Rows:
Begin

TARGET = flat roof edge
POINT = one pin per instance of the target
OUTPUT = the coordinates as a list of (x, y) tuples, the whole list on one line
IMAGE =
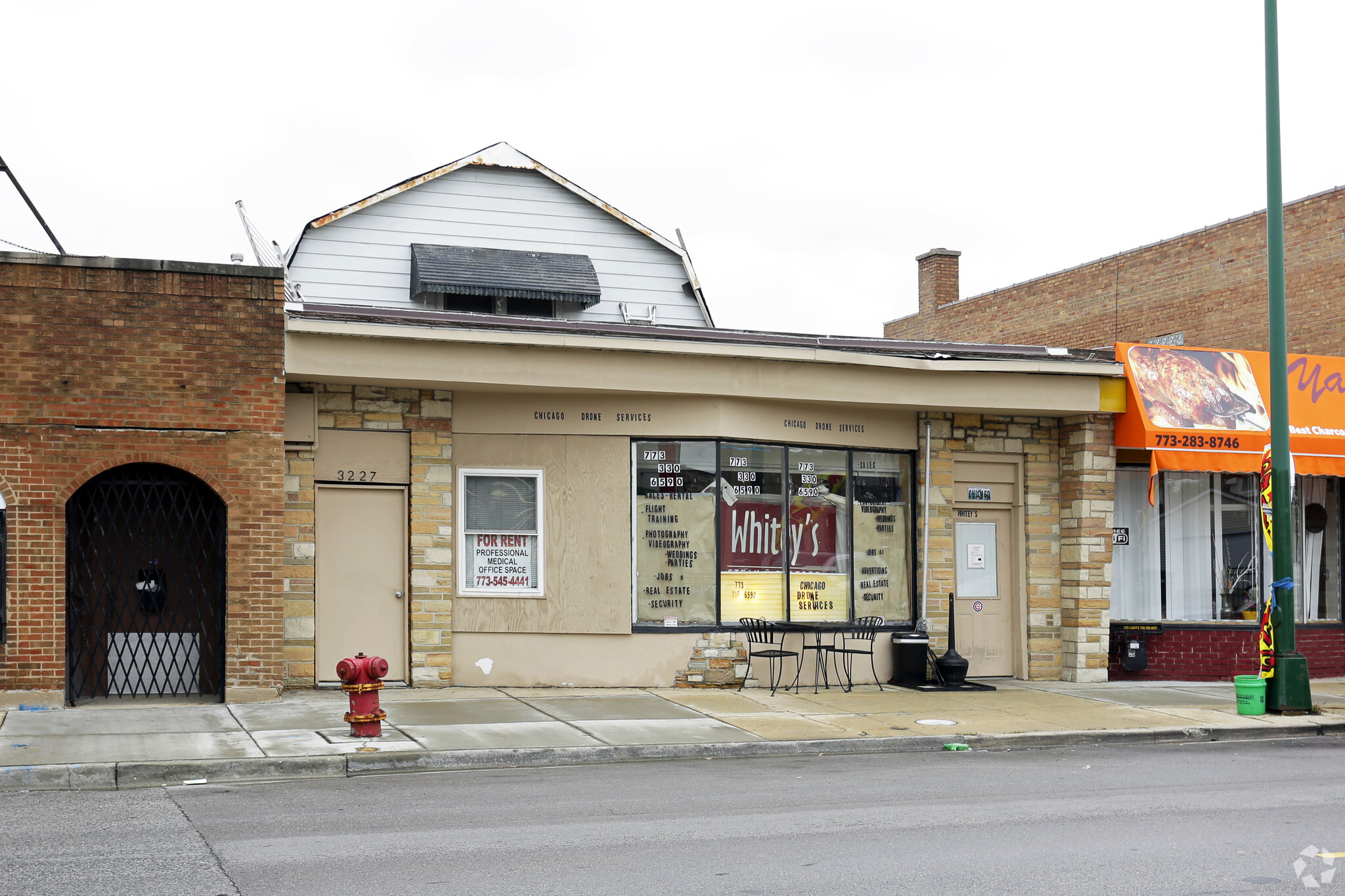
[(109, 263)]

End

Set problem: Copy every line of the records above without any changes, and leave out the pictures.

Task output:
TARGET = flat roof edge
POINT = one pin per instance of the target
OUTPUT = the coordinates as a list of (x, y) tuples, the whole list on one line
IMAGE =
[(109, 263)]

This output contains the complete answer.